• _EXERCISE PASSAGE_

- Opening Delimiter -

- The paper introduces DeepRare, which generates a ranked list of rare disease hypotheses with evidence-based reasoning.
- It utilizes a tiered architecture combining a long-term memory host, specialized agent servers, and external data sources to process clinical inputs through over 40 tools.
- It achieved remarkable diagnostic performance, including 70.60% Recall@1 for multi-modal cases and 95.40% agreement on reasoning chains by clinical experts.
An Agentic System for Rare Disease Diagnosis with Traceable Reasoning
The paper introduces DeepRare, an innovative agentic system specifically designed for rare disease diagnosis, leveraging a LLM to process complex clinical inputs, including free-text descriptions, Human Phenotype Ontology (HPO) terms, and genomic variants. DeepRare aims to generate a ranked list of diagnostic hypotheses for rare diseases while providing a transparent reasoning chain that links intermediate analytic steps to verifiable medical evidence. This clarity of diagnostics is essential for clinical adoption, enabling human-AI collaboration in diagnostic workflows.
System Architecture and Workflow
DeepRare employs a tiered architecture comprising three key components: a central host with a long-term memory module, specialized agent servers, and extensive external data sources. The central host is responsible for orchestrating diagnostic processes and integrating collected evidence into a coherent context. Specialized agent servers handle domain-specific analytical tasks such as phenotype extraction and variant prioritization, utilizing over 40 tools and up-to-date medical knowledge sources. This modular design promotes complex diagnostic reasoning while ensuring traceability and adaptability.

- Closing Delimiter -

• _DATA_
- Opening Delimiter -

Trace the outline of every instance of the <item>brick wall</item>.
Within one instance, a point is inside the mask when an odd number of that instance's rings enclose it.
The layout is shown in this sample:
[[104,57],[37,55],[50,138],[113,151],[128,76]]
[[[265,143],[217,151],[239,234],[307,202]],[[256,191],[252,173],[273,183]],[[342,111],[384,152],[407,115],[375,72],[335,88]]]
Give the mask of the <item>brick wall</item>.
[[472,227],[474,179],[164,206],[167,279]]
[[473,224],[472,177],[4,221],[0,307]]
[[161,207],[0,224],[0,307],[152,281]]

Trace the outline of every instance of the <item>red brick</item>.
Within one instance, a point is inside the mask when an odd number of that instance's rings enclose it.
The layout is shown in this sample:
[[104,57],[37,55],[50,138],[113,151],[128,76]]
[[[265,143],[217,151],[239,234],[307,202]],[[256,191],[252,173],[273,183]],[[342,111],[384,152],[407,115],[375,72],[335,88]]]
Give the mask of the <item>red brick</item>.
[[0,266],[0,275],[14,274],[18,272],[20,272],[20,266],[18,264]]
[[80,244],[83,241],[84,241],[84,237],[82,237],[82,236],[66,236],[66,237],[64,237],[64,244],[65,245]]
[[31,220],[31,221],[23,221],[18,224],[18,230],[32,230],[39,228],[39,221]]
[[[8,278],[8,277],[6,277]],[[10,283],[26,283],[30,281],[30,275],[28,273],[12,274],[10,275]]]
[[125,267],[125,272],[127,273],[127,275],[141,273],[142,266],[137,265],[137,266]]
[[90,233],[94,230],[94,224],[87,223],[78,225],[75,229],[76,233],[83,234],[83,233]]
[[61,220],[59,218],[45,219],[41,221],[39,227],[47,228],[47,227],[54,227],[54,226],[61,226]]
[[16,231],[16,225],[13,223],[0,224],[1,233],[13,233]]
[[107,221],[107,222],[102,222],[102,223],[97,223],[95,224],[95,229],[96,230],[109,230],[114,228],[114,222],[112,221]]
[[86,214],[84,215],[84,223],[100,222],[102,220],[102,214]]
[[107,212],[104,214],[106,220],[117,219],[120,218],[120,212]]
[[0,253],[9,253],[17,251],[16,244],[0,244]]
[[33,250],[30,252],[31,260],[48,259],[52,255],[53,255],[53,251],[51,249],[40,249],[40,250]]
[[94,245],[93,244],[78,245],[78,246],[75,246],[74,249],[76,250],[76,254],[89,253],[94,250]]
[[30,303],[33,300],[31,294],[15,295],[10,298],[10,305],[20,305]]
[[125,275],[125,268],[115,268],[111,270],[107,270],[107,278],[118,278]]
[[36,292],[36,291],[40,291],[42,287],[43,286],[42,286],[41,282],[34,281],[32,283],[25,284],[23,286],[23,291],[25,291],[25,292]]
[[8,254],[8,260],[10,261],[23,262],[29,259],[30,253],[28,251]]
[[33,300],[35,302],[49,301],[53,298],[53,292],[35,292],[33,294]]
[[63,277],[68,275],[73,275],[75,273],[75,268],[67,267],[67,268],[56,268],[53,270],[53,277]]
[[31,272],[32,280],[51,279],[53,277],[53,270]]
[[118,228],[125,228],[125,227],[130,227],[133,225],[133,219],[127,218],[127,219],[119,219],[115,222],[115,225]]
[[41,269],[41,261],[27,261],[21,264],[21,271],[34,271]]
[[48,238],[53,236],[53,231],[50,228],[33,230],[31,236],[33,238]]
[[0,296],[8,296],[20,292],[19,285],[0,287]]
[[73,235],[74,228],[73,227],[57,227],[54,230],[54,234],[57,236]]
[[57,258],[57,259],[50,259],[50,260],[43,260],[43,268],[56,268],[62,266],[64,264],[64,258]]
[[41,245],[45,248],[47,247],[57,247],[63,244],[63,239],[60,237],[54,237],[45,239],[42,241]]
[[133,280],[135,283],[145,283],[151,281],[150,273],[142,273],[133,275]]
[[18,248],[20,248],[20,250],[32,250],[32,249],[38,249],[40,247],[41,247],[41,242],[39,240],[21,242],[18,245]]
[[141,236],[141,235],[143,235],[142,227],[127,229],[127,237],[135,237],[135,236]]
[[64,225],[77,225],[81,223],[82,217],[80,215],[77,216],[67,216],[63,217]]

- Closing Delimiter -

• _EXERCISE REQUIREMENTS_
Can you output, word for word, the stretch of the DeepRare passage from "- It utilizes" through "over 40 tools."?

• _COMPLETED TASK_
- It utilizes a tiered architecture combining a long-term memory host, specialized agent servers, and external data sources to process clinical inputs through over 40 tools.